## GOAL
Extract every record, keeping each one exactly as it is.

## DATASET ENTRIES

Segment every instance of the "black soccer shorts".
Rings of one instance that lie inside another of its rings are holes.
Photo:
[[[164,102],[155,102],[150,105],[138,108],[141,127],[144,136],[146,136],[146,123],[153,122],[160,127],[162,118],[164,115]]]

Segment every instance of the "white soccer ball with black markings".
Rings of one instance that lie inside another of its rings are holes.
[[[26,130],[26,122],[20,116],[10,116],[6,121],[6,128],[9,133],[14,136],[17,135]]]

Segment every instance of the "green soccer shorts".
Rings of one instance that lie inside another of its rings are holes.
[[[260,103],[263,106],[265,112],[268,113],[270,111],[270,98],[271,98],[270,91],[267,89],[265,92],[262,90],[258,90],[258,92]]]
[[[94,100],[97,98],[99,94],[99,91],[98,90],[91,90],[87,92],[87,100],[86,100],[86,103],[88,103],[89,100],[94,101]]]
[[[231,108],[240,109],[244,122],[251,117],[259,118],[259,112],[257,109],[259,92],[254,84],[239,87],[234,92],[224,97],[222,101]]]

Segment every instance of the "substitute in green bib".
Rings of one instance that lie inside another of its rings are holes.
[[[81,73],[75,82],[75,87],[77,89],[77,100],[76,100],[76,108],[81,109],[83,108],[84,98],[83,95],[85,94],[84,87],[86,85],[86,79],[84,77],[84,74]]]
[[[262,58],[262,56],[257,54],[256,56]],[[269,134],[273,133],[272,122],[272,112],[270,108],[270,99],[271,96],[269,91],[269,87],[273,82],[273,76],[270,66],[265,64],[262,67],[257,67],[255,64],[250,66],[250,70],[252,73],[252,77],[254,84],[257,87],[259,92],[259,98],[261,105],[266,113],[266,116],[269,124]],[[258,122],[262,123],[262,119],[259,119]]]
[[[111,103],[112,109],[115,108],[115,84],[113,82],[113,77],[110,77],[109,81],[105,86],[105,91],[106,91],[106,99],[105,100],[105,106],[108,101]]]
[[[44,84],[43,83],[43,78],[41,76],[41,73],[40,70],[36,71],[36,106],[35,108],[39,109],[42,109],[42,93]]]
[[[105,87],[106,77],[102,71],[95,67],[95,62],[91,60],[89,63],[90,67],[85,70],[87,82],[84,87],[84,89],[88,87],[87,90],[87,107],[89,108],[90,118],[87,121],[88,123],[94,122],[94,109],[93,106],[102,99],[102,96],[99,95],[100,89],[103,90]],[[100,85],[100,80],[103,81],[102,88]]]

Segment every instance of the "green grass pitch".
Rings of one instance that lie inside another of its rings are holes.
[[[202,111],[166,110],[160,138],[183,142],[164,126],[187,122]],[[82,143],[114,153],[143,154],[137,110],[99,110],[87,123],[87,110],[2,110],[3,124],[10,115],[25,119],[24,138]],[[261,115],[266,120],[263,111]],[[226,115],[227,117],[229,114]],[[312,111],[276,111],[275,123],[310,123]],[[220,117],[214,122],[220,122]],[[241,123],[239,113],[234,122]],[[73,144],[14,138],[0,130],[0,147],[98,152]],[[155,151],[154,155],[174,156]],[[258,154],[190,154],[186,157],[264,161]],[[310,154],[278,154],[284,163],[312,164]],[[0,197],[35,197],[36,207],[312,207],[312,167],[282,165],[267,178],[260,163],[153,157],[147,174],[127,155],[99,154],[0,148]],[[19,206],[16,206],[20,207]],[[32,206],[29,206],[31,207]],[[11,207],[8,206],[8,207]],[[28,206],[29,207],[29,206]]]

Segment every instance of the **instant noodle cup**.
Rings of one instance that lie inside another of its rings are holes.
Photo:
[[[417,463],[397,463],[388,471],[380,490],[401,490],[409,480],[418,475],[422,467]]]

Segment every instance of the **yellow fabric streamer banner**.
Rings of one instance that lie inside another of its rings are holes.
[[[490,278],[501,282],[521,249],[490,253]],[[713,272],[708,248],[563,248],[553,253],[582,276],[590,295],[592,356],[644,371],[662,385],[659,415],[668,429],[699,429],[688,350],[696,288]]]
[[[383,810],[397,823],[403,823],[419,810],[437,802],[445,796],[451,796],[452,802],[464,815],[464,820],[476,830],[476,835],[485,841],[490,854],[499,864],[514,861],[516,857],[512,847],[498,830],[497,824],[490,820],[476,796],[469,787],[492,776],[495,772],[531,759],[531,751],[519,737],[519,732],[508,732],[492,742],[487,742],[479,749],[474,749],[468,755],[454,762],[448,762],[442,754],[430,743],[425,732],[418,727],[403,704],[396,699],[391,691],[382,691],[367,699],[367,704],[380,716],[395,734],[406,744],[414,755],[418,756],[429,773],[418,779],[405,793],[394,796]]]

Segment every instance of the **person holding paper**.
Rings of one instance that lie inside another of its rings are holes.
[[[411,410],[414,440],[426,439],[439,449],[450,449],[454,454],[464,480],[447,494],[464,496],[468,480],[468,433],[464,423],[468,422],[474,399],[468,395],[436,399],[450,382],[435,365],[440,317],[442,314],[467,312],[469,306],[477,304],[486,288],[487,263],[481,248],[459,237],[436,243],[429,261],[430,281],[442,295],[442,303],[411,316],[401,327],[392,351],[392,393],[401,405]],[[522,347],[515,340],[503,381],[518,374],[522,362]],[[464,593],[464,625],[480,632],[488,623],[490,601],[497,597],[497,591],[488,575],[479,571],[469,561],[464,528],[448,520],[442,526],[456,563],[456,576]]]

## EXERCISE SOLUTION
Segment every instance of the "black soccer shorts".
Rings of one instance that lie inside another of its rings are holes.
Photo:
[[[164,102],[155,102],[150,105],[138,108],[141,127],[144,136],[146,136],[146,123],[153,122],[160,127],[162,118],[164,115]]]

Segment every instance of the "white soccer ball with black markings".
Rings of one instance that lie inside another of its rings are holes.
[[[26,130],[26,122],[20,116],[10,116],[6,121],[6,128],[9,133],[14,136],[17,135]]]

Segment every instance of the "green soccer shorts".
Rings of one instance that lie inside another of its rings are holes.
[[[260,103],[263,106],[265,112],[268,113],[270,111],[270,98],[271,98],[270,91],[267,89],[265,92],[262,90],[258,90],[258,92]]]
[[[94,100],[97,98],[99,94],[99,91],[98,90],[91,90],[87,92],[87,100],[86,100],[86,103],[88,103],[89,100],[94,101]]]
[[[231,108],[240,109],[244,122],[251,117],[259,118],[259,112],[257,109],[259,92],[254,84],[239,87],[234,92],[224,97],[222,101]]]

Segment every instance of the "substitute in green bib".
Rings of one instance that lie inside another of its rings are holes.
[[[81,73],[75,82],[75,87],[77,89],[77,100],[76,100],[76,108],[81,109],[83,108],[84,98],[83,95],[85,94],[84,87],[86,85],[86,79],[84,77],[84,74]]]
[[[262,58],[262,56],[257,54],[256,56]],[[269,134],[273,133],[272,122],[272,112],[270,108],[270,99],[271,96],[269,91],[269,87],[273,82],[273,76],[270,66],[265,64],[262,67],[257,67],[255,64],[250,66],[250,70],[252,73],[252,77],[254,84],[257,87],[259,92],[259,98],[261,105],[266,113],[266,116],[269,124]],[[258,122],[262,123],[262,119],[259,119]]]
[[[111,103],[112,109],[115,108],[115,84],[113,82],[113,77],[110,77],[109,81],[105,86],[105,91],[106,91],[106,99],[105,100],[105,106],[108,101]]]
[[[44,84],[43,83],[43,78],[41,76],[41,73],[40,70],[36,71],[36,106],[35,108],[39,109],[42,109],[42,93]]]
[[[105,87],[106,77],[102,71],[95,67],[95,62],[91,60],[89,63],[90,67],[85,70],[87,82],[84,87],[84,89],[88,87],[87,90],[87,107],[89,108],[90,118],[87,121],[88,123],[94,122],[94,109],[93,106],[102,99],[102,96],[99,95],[100,89],[103,90]],[[100,85],[100,80],[103,81],[102,88]]]

Segment every instance of the "green grass pitch".
Rings of one instance that lie inside another of its rings are holes.
[[[202,111],[166,110],[160,138],[183,142],[164,126],[187,122]],[[82,143],[114,153],[143,154],[137,110],[99,110],[87,123],[87,110],[2,110],[3,124],[10,115],[25,119],[24,138]],[[261,115],[266,120],[263,111]],[[226,115],[227,117],[229,114]],[[312,111],[276,111],[275,123],[310,123]],[[220,117],[214,122],[220,122]],[[241,123],[239,113],[234,122]],[[73,144],[14,138],[0,130],[0,147],[98,152]],[[155,151],[154,155],[174,156]],[[258,154],[190,154],[186,157],[264,161]],[[310,154],[278,154],[284,163],[312,164]],[[0,197],[35,197],[36,207],[312,207],[312,167],[282,165],[267,178],[260,163],[153,157],[147,174],[127,155],[99,154],[0,148]],[[19,206],[16,206],[20,207]],[[32,206],[29,206],[31,207]],[[11,207],[8,206],[8,207]],[[28,206],[29,207],[29,206]]]

Segment every instance of the **instant noodle cup**.
Rings of one instance that lie inside another of its rings are holes.
Photo:
[[[417,463],[397,463],[388,471],[380,490],[401,490],[409,480],[418,475],[422,467]]]

Segment every instance of the **yellow fabric streamer banner**.
Rings of one instance that lie inside another of its rings are holes.
[[[490,278],[501,282],[521,249],[490,253]],[[713,272],[708,248],[563,248],[553,253],[582,276],[590,295],[592,356],[644,371],[662,385],[659,415],[668,429],[699,429],[688,350],[696,288]]]
[[[383,810],[397,823],[403,823],[419,810],[437,802],[445,796],[451,796],[452,802],[464,815],[464,820],[476,830],[476,835],[485,841],[490,854],[499,864],[514,861],[516,857],[512,847],[498,830],[497,824],[490,820],[476,796],[469,787],[492,776],[495,772],[531,759],[531,751],[519,737],[519,732],[508,732],[492,742],[487,742],[479,749],[474,749],[468,755],[454,762],[448,762],[442,754],[430,743],[425,732],[418,727],[403,704],[396,699],[391,691],[382,691],[367,699],[367,704],[380,716],[395,734],[406,744],[414,755],[418,756],[429,773],[418,779],[405,793],[394,796]]]

Segment every instance of the **person holding paper**.
Rings of one instance that lie inside another of its rings are holes.
[[[411,410],[414,440],[426,439],[439,449],[450,449],[454,454],[464,480],[447,494],[464,496],[468,480],[468,433],[464,423],[468,422],[474,399],[468,395],[436,399],[450,382],[435,365],[440,317],[442,314],[467,312],[469,306],[477,304],[486,288],[487,263],[481,248],[459,237],[436,243],[429,261],[430,281],[442,295],[442,303],[411,316],[401,327],[392,351],[392,393],[401,405]],[[522,347],[515,340],[503,381],[518,374],[522,362]],[[464,593],[464,625],[480,632],[488,623],[490,601],[497,597],[497,591],[488,575],[479,571],[469,561],[464,528],[448,520],[442,526],[456,563],[456,576]]]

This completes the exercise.